> [WHAT IS REQUIRED] Repeat the whole of the data, keeping every detail the same.

> [DATA]

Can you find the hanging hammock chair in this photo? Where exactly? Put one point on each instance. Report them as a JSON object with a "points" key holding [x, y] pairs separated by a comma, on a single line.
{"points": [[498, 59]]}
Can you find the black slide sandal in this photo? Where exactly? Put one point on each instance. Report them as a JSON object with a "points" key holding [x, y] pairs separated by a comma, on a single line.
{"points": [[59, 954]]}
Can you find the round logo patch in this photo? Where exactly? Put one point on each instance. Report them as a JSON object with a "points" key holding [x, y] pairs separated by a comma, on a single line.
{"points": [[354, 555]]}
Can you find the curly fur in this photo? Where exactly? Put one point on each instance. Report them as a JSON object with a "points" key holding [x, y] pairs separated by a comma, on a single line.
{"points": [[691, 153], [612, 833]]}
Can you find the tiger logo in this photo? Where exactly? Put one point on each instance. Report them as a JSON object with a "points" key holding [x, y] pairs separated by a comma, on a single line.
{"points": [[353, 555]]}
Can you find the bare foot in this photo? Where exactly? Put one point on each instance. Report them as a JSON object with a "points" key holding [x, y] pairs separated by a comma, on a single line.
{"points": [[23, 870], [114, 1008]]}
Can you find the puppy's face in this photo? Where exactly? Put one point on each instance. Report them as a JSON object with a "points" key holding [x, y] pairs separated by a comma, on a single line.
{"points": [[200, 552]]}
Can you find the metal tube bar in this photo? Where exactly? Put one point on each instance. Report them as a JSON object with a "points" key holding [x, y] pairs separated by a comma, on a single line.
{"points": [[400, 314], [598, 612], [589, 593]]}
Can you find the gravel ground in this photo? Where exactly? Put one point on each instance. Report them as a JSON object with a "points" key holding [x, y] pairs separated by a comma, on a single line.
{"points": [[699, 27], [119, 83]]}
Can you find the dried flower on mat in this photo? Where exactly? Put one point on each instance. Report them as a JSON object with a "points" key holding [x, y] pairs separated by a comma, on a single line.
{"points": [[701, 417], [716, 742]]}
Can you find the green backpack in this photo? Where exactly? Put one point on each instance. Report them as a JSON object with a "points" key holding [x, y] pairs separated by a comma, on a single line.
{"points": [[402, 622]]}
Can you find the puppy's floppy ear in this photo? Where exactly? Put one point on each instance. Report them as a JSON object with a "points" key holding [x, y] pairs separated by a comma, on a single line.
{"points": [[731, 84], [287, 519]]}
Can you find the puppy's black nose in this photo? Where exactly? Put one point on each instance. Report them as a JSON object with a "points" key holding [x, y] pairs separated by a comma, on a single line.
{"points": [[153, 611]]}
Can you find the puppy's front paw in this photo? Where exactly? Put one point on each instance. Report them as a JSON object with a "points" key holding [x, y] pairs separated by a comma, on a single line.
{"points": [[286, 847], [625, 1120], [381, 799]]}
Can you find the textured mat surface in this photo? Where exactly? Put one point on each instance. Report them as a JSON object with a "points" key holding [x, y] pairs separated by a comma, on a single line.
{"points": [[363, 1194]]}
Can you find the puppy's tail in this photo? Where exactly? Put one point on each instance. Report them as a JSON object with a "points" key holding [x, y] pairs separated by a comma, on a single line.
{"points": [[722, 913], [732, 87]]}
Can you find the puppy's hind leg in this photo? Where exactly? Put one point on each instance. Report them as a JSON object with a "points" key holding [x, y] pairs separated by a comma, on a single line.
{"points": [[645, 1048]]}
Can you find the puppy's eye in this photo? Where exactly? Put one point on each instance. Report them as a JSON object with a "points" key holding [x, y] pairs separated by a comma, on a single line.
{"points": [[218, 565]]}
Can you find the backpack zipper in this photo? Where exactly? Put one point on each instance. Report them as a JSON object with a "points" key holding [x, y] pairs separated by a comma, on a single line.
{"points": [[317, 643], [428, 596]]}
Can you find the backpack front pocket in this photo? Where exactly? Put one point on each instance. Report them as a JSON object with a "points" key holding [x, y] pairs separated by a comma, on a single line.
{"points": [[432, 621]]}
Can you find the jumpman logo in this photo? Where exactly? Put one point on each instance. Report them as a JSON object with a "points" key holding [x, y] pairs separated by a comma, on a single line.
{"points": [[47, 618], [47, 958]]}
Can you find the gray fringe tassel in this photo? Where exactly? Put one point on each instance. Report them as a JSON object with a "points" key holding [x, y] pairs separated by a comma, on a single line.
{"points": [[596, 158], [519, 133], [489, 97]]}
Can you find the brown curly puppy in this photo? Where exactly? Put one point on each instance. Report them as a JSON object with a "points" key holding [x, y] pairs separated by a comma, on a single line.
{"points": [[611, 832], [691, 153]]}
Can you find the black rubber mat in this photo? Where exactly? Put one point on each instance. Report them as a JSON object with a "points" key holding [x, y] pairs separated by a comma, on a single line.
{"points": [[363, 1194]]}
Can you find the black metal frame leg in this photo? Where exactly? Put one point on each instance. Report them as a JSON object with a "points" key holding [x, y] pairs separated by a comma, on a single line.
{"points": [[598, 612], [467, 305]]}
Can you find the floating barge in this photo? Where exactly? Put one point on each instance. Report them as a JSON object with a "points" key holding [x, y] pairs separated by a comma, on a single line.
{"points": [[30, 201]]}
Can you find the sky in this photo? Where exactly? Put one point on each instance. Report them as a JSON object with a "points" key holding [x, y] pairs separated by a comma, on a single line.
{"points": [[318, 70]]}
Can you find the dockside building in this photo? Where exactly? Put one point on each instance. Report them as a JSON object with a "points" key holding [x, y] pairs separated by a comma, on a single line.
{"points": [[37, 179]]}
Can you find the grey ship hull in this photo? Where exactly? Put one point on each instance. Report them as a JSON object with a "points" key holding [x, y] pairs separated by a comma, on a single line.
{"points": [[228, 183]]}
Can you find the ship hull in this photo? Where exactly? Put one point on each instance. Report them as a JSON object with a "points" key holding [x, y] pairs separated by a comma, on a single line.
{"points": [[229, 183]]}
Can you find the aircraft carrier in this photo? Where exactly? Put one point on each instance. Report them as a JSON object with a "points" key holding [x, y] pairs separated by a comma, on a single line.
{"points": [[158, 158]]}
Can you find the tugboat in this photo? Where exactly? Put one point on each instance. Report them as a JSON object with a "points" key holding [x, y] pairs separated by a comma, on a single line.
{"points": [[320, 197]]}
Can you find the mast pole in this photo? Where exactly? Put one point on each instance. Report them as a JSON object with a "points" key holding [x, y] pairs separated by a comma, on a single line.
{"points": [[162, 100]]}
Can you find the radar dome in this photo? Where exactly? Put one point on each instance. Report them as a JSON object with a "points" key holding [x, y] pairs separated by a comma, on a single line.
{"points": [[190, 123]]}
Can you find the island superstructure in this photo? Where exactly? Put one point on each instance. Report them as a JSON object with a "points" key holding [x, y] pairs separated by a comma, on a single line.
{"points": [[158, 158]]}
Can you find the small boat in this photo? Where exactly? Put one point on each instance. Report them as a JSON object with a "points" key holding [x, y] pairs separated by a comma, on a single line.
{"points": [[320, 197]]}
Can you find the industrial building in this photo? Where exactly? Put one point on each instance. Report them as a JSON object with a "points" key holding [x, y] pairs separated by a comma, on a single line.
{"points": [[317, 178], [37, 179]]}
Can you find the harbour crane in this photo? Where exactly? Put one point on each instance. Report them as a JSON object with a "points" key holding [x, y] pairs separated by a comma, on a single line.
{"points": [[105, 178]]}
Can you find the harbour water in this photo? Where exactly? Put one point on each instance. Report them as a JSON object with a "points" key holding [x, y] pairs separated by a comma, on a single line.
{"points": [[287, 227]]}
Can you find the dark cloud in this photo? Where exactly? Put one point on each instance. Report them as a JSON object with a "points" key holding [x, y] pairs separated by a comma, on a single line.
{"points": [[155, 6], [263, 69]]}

> [SOLUTION TO THIS TASK]
Can you find the hanging hammock chair in this photo? Where exactly? Put one point on each instance. Report them as a JSON object with a "points" key holding [x, y] pairs separated by a comma, on a single line.
{"points": [[498, 59]]}
Can you find the black slide sandal in this photo? Where exactly? Put one point on each instance. Report them as a JSON object with a "points" key holding [x, y] pairs separated by a comma, on a single line.
{"points": [[59, 954]]}
Can you find the round logo patch in this photo? Where exactly? Put one point on each instance. Report them as a JSON object with a "points" key holding [x, y] pairs separated by a comma, on a single line.
{"points": [[354, 555]]}
Can you find the curly fur in this photo? Where exactly? Put one point on each instance. Report them as a JSON object with a "points" key holding [x, y] pairs separated by a comma, on a single line.
{"points": [[691, 153], [612, 833]]}
Can you find the tiger logo in this photo? Where exactly? Put one point on each instance. Report them as a JSON object with a "points" key holding [x, y] pairs separated by a comma, on a single line.
{"points": [[353, 555]]}
Can you find the bare foot in this photo? Where exactly? Put one point on each instance. Report them as a JSON object with a "points" key holding [x, y] pairs separated by a comma, on a single line.
{"points": [[23, 870], [114, 1008]]}
Can you find the puppy's face in this photo? Where exactly? Put one point on each instance. Report them as a JSON object with a "points" key holding [x, y] pairs separated by a comma, on a single line.
{"points": [[200, 552]]}
Can you find the metal tube bar in this photo? Where exactly? Put one point on each instance. Report them as a JSON object with a "points" key holding [x, y] pairs separated by a comma, on a single line.
{"points": [[400, 314], [598, 612], [589, 593]]}
Can you find the gravel ground in this photo? Where exactly? Put one point on each instance. Report them as a JSON object with a "points" key holding [x, y] pairs separated by a comma, on a single line.
{"points": [[699, 27], [119, 83]]}
Can you find the dried flower on mat in this photo? Where exactly? Put one point on each instance. Report them as a JSON object with a "points" key holding [x, y] pairs separated by a comma, on a single line.
{"points": [[701, 417], [716, 742]]}
Can you find the green backpack in this photo? Where exactly? Put one point on each instance. Report them as a JSON object with a "points" key holding [x, y] pairs separated by a comma, on a single line.
{"points": [[402, 622]]}
Can you find the puppy's floppy ear in this photo? Where exactly? Put one point on each instance. Report them as a JSON object with a "points" key holding [x, y] pairs separated by a comma, on a single line.
{"points": [[731, 84], [287, 519]]}
Can you find the puppy's black nose in this photo? Where exactly? Put one point on each instance. Report them as a JSON object with a "points" key holding [x, y] pairs separated by a comma, on a single line.
{"points": [[153, 611]]}
Can you find the puppy's front paw in this photo? Where exactly? Put one point on each instance. Report them as a JSON object with a "points" key holding [x, y] pairs separated by a comma, on a single line.
{"points": [[286, 847], [625, 1120], [381, 799]]}
Can you find the textured mat surface in this photo? Where exactly? Put one point on each instance. Report them as a JSON object with a "points" key holding [x, y] pairs separated by a comma, on a single line.
{"points": [[363, 1194]]}
Can you find the puppy's tail in this photo? Where exactly? Put one point on each instance. Report them as a JSON object with a "points" key holding [x, y] pairs separated by a comma, on a single line.
{"points": [[722, 913], [732, 87]]}
Can you find the puppy's hind leg in this photo? Where exactly? Put one point on each instance. Report them as a JSON object with a "points" key holding [x, y] pairs separated by a comma, on a single line.
{"points": [[645, 1048]]}
Can you find the puppy's eye in this photo? Where exactly? Put one point on each instance. Report them as a JSON object with a "points" key holding [x, y] pairs separated by a comma, on a single line.
{"points": [[218, 565]]}
Can you find the backpack zipper in this photo? Where exactly? Put one point on each instance. Report them as a JSON object with a "points" key holding [x, y] pairs separated by a comma, on a single line.
{"points": [[317, 643], [428, 596]]}
Can you find the backpack front pocket in this photo? Where exactly? Put one point on each instance. Report them as a JSON object with a "points" key holding [x, y] pairs separated by a comma, on a single line.
{"points": [[432, 621]]}
Can you find the jumpman logo in this photo? Where exactly? Put one point on each instance. Report them as a JSON object with a "points" key holding [x, y] pairs separated by a comma, on a single line.
{"points": [[47, 618], [47, 958]]}
Can you find the gray fringe tassel in this photo? Where exactly? Put one point on each instance. Report them as a JSON object with a "points" key holding [x, y] pairs separated by a comma, on a single line.
{"points": [[596, 158], [519, 133], [489, 97]]}
Can you find the brown curly puppy in this photo? Where exactly? Put one point on each instance. Report them as a JSON object with a "points" key holding [x, y] pairs separated by a comma, on a single line.
{"points": [[611, 832], [691, 153]]}
Can you find the black rubber mat in this photo? Where exactly? Put one point on each instance. Report them as a JSON object with a "points" key holding [x, y] pairs separated by a comma, on a single line.
{"points": [[363, 1194]]}
Can you find the black metal frame leg in this photo? Where exactly? Put one point on each instance. Report them as a JSON object with a "points" key holding [x, y] pairs separated by a comma, on a single line.
{"points": [[598, 612], [467, 305]]}
Can you find the floating barge in this photo? Where exactly? Put one point on each instance. Report them as a JSON object with a "points" key holding [x, y] pairs separated by a comma, on a single line.
{"points": [[30, 201]]}
Can you find the sky in this photo? Where exactly? Put one point on each instance. Report them as a JSON object with a "points" key holding [x, y] pairs separated by a comma, on a single line.
{"points": [[318, 70]]}
Can you find the dockside building in this photo? Where exactly? Put one point on each instance. Report them as a JSON object with a "points" key holding [x, y] pairs separated by a comma, on a single line.
{"points": [[37, 179]]}
Can you find the grey ship hull in this photo? Where exactly? Put one point on each instance. Report them as a JSON object with a "points" key holding [x, y] pairs separated by a comma, on a single line.
{"points": [[228, 183]]}
Can you find the ship hull in this photo? Where exactly? Put one point on each instance. Report them as a JSON object with a "points" key holding [x, y] pairs separated by a comma, on a single line.
{"points": [[229, 183]]}
Can you find the aircraft carrier in this photo? Where exactly? Put one point on each instance. Report them as a JSON object with a "points" key holding [x, y] pairs separated by a comma, on a single line.
{"points": [[158, 158]]}
Can you find the tugboat in this photo? Where exactly? Put one point on each instance. Report them as a JSON object with a "points" key holding [x, y] pairs separated by a comma, on a single line.
{"points": [[320, 197]]}
Can you find the mast pole in this photo? Where exactly? Put one point on each instance. Report them as a JSON object with a "points" key holding [x, y] pairs separated by a comma, on a single line.
{"points": [[162, 100]]}
Can you find the radar dome in this photo? Where exactly? Put one point on each instance. Report them as a JSON object with a "points" key holding [x, y] pairs separated by a comma, on a single line.
{"points": [[190, 123]]}
Can you find the island superstructure in this photo? Where exactly? Put one point on each instance. Report them as a JSON object with a "points" key holding [x, y] pairs separated by a comma, on a single line.
{"points": [[158, 158]]}
Can you find the small boat in this photo? Where exactly? Put one point on each instance. Report them as a JSON object with a "points" key holding [x, y] pairs separated by a comma, on a single line.
{"points": [[320, 197]]}
Can you find the industrial building in this photo? Where exactly? Put one point on each instance. Report them as a JSON object with a "points" key holding [x, y] pairs separated by a comma, on a single line.
{"points": [[317, 178], [37, 179]]}
Can you find the harbour crane in this photo? Where exactly? Put one point on each instance. Report them as a JSON object with a "points" key holding [x, y] pairs separated by a comma, on a single line.
{"points": [[105, 178]]}
Can you find the harbour water in this photo? Where exactly? Put one point on each instance. Report them as a JSON object with a "points" key holding [x, y] pairs separated by a comma, on a single line.
{"points": [[287, 227]]}
Can you find the dark cloud in this photo? Where exactly? Put one point on each instance. Report them as a JSON object with a "points" key holding [x, y] pairs separated by a comma, on a single line.
{"points": [[155, 6], [263, 69]]}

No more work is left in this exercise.